COMPLETE THE FOLLOWING:
1 > Repeat word for word the passage of the GenAI Q&A page that starts at "Generative AI (GenAI)" and ends at "those that don’t?".
2 > According to the opening paragraph of the GenAI Q&A page, what are the things GenAI can help organizations do? List every one.
3 > Carry on the Q&A about making GenAI work in companies after its final line.

SOURCE DOCUMENT:
--- START ---

• From Tool Access to Workflow Advantage: A Q&A with Professor Timothy DeStefano on Making GenAI Work in Companies

    How GenAI can achieve more than efficiency gains.

    Generative AI (GenAI) is quickly becoming a general-purpose business capability, one that can help organizations work faster, improve quality, and pursue new applications that were previously too costly, time intensive, or difficult to execute at scale. Yet despite high expectations around both productivity gains and new use cases, many organizations still struggle to move from experimentation to reliable, measurable impact.

    Timothy DeStefano - Headshot

    Timothy DeStefano: Associate Research Professor, Georgetown University McDonough School of Business

    So what differentiates organizations that realize real gains from those that don’t?

--- END ---

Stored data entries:
--- START ---

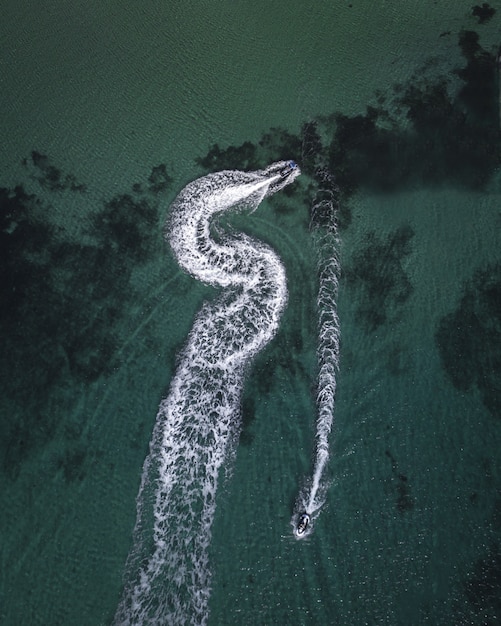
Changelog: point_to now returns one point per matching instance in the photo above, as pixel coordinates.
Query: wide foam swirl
(167, 577)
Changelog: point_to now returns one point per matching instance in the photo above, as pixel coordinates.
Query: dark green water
(107, 112)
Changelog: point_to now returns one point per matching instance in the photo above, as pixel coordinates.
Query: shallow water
(108, 113)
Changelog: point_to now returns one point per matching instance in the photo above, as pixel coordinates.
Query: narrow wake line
(167, 575)
(324, 232)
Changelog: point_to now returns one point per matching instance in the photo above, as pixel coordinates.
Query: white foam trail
(167, 577)
(324, 232)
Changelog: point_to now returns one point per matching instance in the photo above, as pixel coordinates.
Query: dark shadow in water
(49, 176)
(469, 339)
(404, 501)
(63, 303)
(377, 274)
(444, 139)
(484, 12)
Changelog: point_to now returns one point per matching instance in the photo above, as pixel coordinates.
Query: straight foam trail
(323, 228)
(167, 576)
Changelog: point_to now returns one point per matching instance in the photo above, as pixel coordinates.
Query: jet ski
(302, 524)
(291, 165)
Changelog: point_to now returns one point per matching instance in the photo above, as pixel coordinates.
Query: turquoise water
(108, 111)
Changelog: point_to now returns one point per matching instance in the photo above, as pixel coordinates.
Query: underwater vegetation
(469, 338)
(62, 300)
(428, 135)
(377, 273)
(404, 501)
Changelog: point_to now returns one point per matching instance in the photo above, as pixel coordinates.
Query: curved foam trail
(167, 576)
(324, 232)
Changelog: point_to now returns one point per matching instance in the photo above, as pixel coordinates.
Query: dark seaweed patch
(63, 303)
(469, 339)
(483, 12)
(448, 139)
(276, 145)
(377, 274)
(50, 177)
(404, 501)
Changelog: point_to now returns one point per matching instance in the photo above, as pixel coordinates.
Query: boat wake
(323, 227)
(167, 576)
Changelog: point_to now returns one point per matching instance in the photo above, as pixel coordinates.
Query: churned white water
(167, 577)
(324, 231)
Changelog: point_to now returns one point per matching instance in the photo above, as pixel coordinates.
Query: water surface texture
(389, 242)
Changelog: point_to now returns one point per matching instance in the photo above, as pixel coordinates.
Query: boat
(302, 524)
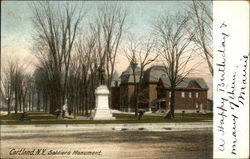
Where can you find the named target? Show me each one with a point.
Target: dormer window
(183, 94)
(197, 94)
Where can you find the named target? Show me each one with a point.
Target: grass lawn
(40, 118)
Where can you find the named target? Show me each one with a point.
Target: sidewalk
(81, 128)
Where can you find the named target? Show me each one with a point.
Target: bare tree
(8, 81)
(140, 52)
(55, 33)
(202, 21)
(110, 26)
(174, 47)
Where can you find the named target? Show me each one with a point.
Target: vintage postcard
(124, 79)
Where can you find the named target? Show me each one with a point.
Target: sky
(17, 28)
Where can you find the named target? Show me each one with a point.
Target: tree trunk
(8, 107)
(172, 104)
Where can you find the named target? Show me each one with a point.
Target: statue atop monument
(101, 73)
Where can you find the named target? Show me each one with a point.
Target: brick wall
(190, 100)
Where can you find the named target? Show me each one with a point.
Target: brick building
(155, 91)
(190, 95)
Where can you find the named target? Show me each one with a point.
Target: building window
(183, 94)
(196, 94)
(197, 105)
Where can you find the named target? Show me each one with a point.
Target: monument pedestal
(102, 111)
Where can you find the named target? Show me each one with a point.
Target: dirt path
(112, 145)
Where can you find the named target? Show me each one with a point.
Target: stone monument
(102, 111)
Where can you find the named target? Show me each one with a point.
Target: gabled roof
(187, 83)
(154, 73)
(128, 77)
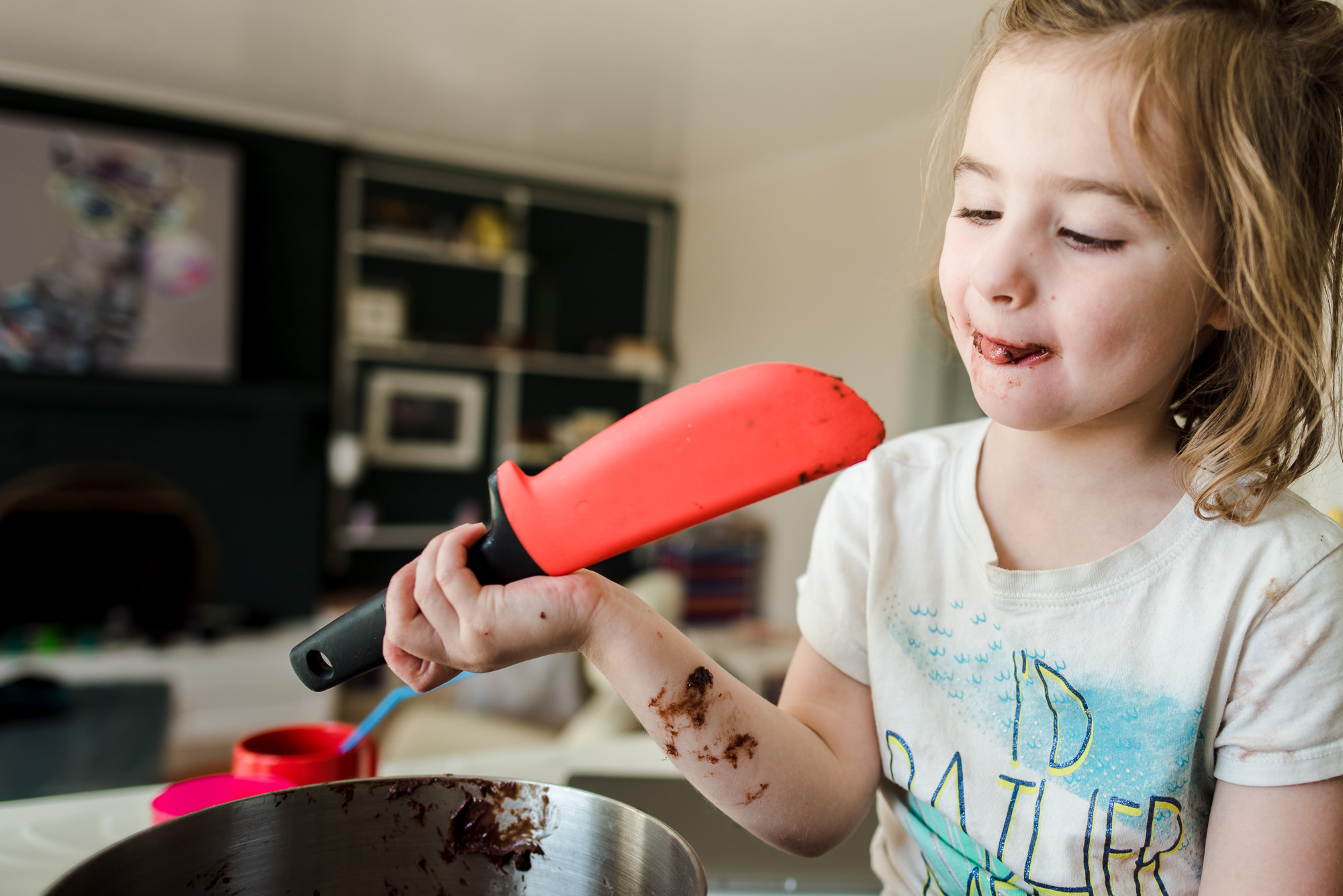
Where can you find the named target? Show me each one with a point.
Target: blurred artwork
(116, 252)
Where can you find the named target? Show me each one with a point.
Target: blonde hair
(1255, 89)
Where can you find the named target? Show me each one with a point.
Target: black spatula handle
(353, 644)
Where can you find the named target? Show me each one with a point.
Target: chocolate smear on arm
(737, 746)
(688, 711)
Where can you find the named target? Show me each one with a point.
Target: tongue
(1000, 353)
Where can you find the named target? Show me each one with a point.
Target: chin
(1023, 411)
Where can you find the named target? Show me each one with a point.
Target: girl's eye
(1090, 243)
(978, 215)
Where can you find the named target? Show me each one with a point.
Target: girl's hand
(441, 620)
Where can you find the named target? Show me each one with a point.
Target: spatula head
(698, 452)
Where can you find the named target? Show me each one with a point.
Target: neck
(1067, 497)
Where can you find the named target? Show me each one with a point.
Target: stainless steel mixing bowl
(404, 838)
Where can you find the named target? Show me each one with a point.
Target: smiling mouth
(996, 352)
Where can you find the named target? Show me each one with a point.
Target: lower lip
(1039, 356)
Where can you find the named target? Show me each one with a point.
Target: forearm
(766, 769)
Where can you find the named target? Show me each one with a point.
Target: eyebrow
(1142, 201)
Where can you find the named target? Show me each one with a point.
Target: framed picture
(118, 251)
(425, 419)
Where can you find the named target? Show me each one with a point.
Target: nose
(1005, 271)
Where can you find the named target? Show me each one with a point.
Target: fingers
(422, 620)
(406, 627)
(420, 674)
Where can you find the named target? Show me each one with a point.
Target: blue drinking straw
(386, 706)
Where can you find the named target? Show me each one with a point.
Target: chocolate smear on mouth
(1000, 353)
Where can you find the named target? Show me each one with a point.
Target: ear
(1220, 315)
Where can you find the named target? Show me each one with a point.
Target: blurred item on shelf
(721, 562)
(487, 231)
(468, 511)
(377, 314)
(639, 356)
(582, 424)
(542, 443)
(406, 216)
(344, 459)
(363, 522)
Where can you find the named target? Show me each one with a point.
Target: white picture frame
(398, 403)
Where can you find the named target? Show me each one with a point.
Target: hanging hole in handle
(320, 666)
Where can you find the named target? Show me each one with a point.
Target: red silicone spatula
(690, 456)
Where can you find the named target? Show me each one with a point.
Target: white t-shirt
(1062, 732)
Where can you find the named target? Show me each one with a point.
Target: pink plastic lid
(210, 791)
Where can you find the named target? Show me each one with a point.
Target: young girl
(1090, 644)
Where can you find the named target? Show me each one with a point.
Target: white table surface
(44, 839)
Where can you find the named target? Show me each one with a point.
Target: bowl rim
(702, 879)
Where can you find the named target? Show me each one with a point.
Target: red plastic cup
(210, 791)
(306, 754)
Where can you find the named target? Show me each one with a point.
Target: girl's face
(1070, 301)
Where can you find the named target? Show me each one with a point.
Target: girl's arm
(1275, 840)
(800, 776)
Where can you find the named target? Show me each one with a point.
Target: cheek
(954, 279)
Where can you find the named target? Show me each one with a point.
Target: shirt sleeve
(833, 592)
(1283, 724)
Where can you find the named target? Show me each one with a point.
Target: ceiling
(651, 94)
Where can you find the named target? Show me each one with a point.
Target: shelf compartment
(389, 537)
(444, 354)
(428, 250)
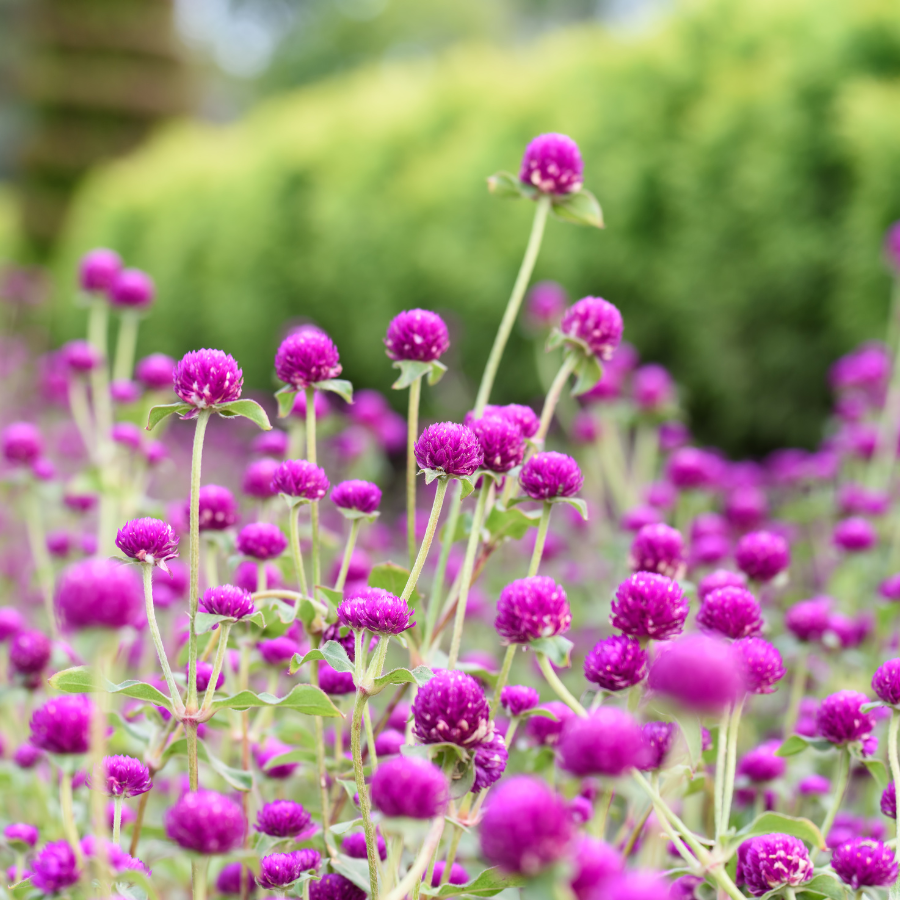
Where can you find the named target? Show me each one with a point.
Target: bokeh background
(271, 161)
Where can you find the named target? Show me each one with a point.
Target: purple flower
(205, 378)
(451, 707)
(307, 357)
(771, 862)
(532, 608)
(526, 827)
(449, 449)
(417, 334)
(411, 787)
(261, 540)
(301, 478)
(647, 605)
(361, 496)
(63, 724)
(149, 541)
(552, 163)
(862, 862)
(840, 718)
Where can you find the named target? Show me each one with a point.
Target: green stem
(513, 305)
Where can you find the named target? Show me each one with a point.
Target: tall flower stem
(514, 304)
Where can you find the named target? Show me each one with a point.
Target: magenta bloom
(526, 827)
(649, 606)
(307, 357)
(205, 378)
(552, 163)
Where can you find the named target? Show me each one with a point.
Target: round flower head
(649, 606)
(417, 334)
(360, 496)
(596, 323)
(657, 548)
(549, 475)
(863, 862)
(449, 449)
(840, 718)
(99, 593)
(526, 827)
(451, 707)
(307, 357)
(63, 724)
(261, 540)
(149, 541)
(205, 378)
(410, 787)
(532, 608)
(761, 555)
(771, 862)
(552, 163)
(205, 822)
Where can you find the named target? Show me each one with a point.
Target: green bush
(747, 156)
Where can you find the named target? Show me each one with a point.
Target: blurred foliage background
(746, 154)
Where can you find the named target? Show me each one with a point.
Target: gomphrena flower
(840, 718)
(863, 862)
(526, 827)
(376, 610)
(307, 357)
(648, 605)
(549, 475)
(149, 541)
(532, 608)
(773, 861)
(205, 822)
(411, 787)
(360, 496)
(451, 707)
(449, 449)
(595, 322)
(63, 724)
(616, 663)
(552, 163)
(282, 818)
(301, 478)
(762, 555)
(658, 548)
(261, 540)
(608, 742)
(205, 378)
(417, 334)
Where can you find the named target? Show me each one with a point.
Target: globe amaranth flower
(648, 605)
(773, 861)
(307, 357)
(411, 787)
(526, 826)
(658, 548)
(863, 862)
(149, 541)
(552, 163)
(549, 475)
(417, 334)
(451, 707)
(449, 449)
(840, 718)
(205, 378)
(532, 608)
(376, 610)
(261, 540)
(205, 822)
(301, 478)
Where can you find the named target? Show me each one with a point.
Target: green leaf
(579, 207)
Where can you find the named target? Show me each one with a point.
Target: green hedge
(747, 156)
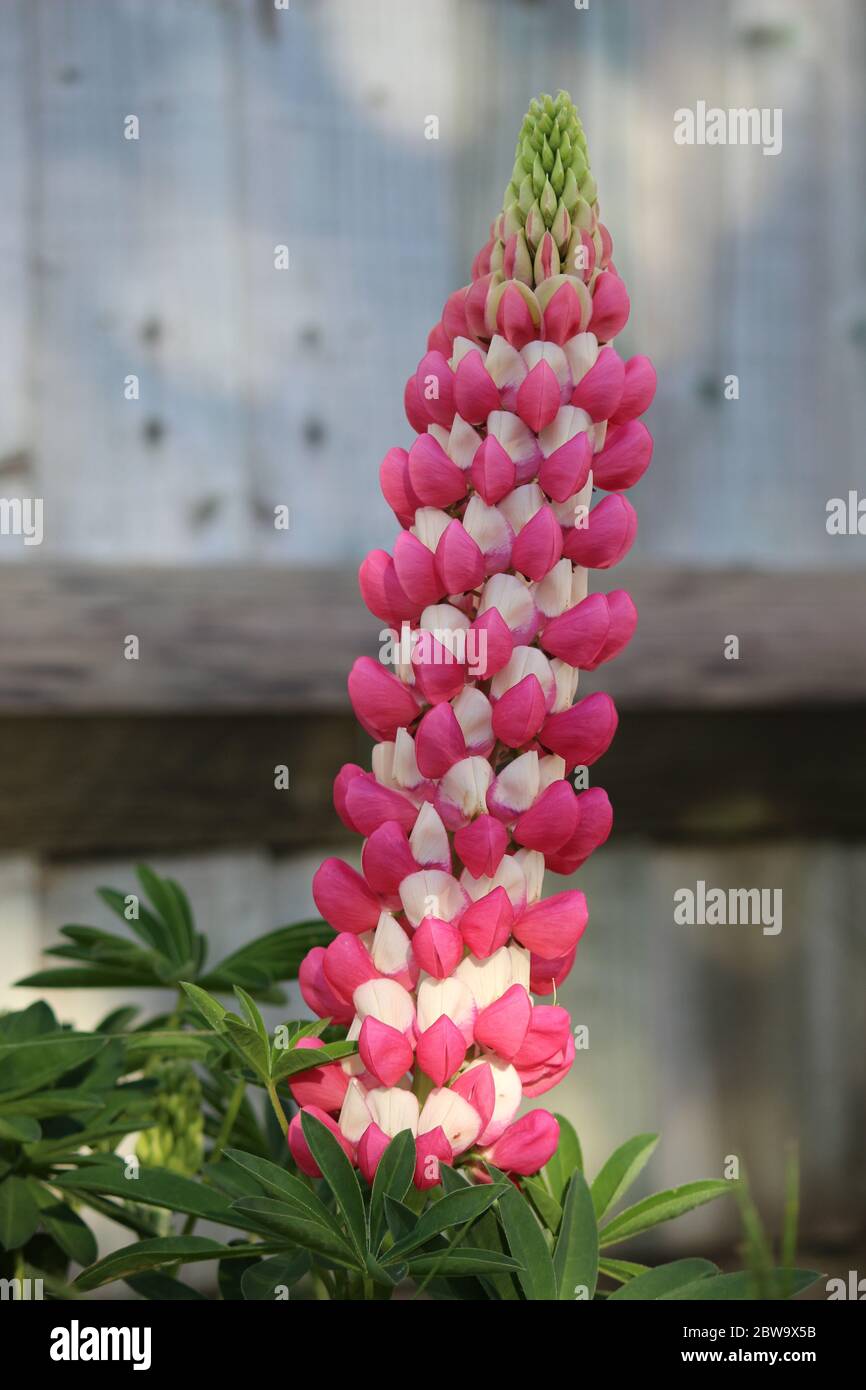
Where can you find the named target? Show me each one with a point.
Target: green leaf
(253, 1016)
(248, 1043)
(153, 1187)
(662, 1207)
(18, 1212)
(285, 1186)
(274, 957)
(576, 1253)
(392, 1179)
(293, 1059)
(620, 1171)
(264, 1280)
(210, 1009)
(548, 1208)
(620, 1269)
(141, 1045)
(452, 1209)
(339, 1176)
(89, 977)
(741, 1286)
(74, 1237)
(665, 1279)
(462, 1261)
(152, 1254)
(159, 1287)
(21, 1129)
(566, 1159)
(28, 1066)
(292, 1223)
(528, 1246)
(25, 1025)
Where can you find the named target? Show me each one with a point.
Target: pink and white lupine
(524, 413)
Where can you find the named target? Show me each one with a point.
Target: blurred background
(154, 259)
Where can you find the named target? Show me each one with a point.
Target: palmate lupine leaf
(168, 948)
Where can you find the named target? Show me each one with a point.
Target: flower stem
(278, 1109)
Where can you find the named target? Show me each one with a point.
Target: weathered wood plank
(135, 786)
(245, 638)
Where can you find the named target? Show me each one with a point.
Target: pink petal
(416, 570)
(382, 592)
(578, 634)
(495, 652)
(435, 385)
(437, 947)
(477, 1087)
(380, 701)
(515, 317)
(563, 314)
(538, 398)
(551, 822)
(413, 405)
(385, 1051)
(502, 1026)
(387, 858)
(476, 394)
(487, 923)
(348, 965)
(527, 1144)
(492, 471)
(583, 733)
(396, 488)
(552, 926)
(538, 546)
(341, 784)
(592, 830)
(548, 975)
(623, 622)
(608, 535)
(609, 306)
(638, 391)
(624, 458)
(370, 1148)
(566, 470)
(601, 391)
(441, 1050)
(481, 845)
(344, 898)
(435, 480)
(520, 712)
(370, 805)
(316, 991)
(459, 560)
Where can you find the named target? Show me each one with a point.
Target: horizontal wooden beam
(138, 784)
(243, 638)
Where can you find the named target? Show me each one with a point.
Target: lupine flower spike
(513, 491)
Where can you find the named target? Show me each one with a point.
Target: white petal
(387, 1001)
(509, 876)
(521, 505)
(391, 945)
(353, 1116)
(431, 894)
(581, 353)
(394, 1109)
(428, 838)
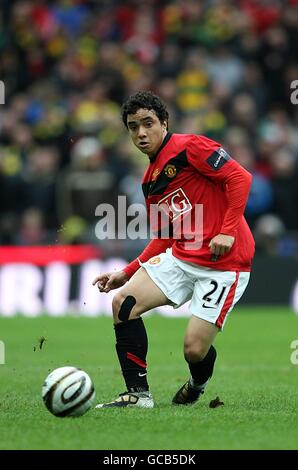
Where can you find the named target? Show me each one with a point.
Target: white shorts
(213, 293)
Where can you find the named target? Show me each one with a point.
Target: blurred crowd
(224, 69)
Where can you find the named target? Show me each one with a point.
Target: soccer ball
(68, 391)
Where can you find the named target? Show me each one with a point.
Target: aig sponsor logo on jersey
(175, 204)
(170, 171)
(218, 158)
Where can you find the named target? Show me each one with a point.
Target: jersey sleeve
(213, 162)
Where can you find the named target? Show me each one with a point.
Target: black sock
(201, 371)
(132, 347)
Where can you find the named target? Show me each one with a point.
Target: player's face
(146, 130)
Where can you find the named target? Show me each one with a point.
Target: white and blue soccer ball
(68, 391)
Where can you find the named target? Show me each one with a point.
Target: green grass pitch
(254, 377)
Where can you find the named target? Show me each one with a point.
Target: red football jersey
(194, 191)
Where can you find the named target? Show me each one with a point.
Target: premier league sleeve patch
(218, 158)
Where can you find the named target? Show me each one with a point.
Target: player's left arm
(212, 161)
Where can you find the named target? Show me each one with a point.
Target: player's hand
(221, 244)
(109, 281)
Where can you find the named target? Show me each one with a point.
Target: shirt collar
(164, 142)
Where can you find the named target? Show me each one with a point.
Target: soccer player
(195, 185)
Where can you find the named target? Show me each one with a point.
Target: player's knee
(194, 352)
(122, 307)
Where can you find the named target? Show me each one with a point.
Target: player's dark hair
(145, 100)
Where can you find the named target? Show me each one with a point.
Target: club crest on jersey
(218, 158)
(170, 170)
(155, 174)
(175, 204)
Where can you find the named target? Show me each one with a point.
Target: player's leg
(200, 356)
(139, 295)
(215, 295)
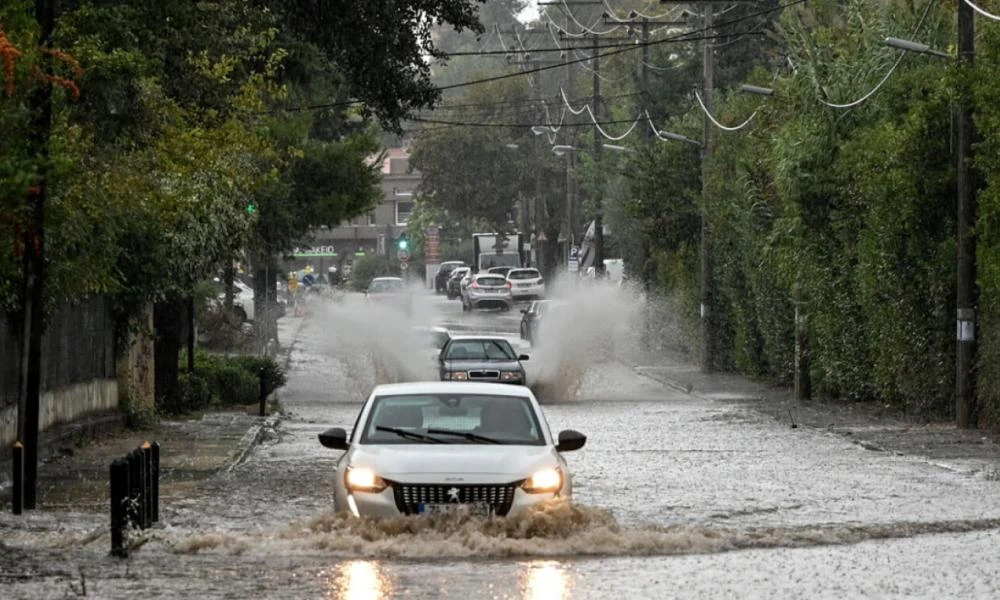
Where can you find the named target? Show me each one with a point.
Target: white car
(402, 459)
(487, 290)
(526, 284)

--- END ---

ANSWERS:
1 >
Generative AI (GenAI) is quickly becoming a general-purpose business capability, one that can help organizations work faster, improve quality, and pursue new applications that were previously too costly, time intensive, or difficult to execute at scale. Yet despite high expectations around both productivity gains and new use cases, many organizations still struggle to move from experimentation to reliable, measurable impact.

    Timothy DeStefano - Headshot

    Timothy DeStefano: Associate Research Professor, Georgetown University McDonough School of Business

    So what differentiates organizations that realize real gains from those that don’t?

2 >
- Work faster
- Improve quality
- Pursue new applications that were previously too costly, time intensive, or difficult to execute at scale

3 >
    To help answer that question, Analysis Group is partnering with Professor Timothy DeStefano – associate research professor at the Georgetown University McDonough School of Business and an applied economist specializing in digital technology, AI, and firm productivity – on a series of scientifically designed field experiments. In December 2025, Analysis Group launched an in-house randomized experiment to test not only whether GenAI could improve performance on demanding tasks – for example, systematic extraction of specific information from published literature – but also the impact of the structures surrounding the tool: task redesign, structured guidance, training, and quality-control mechanisms that help unlock productivity without compromising quality.

    In this Q&A, Managing Principal Lisa Pinheiro invites Professor DeStefano to share what he’s seeing so far in the firm’s experiment, why many firms remain AI hesitant, and what it takes to turn GenAI into an established firm resource rather than a set of ad-hoc prompts.

    Ms. Pinheiro: Many leaders believe GenAI will be transformative, but adoption is still uneven. What’s holding companies back?

    Professor DeStefano: Let’s start with what economists call the barriers to diffusion – the reasons a promising technology isn’t being used within organizations, even when its potential is obvious.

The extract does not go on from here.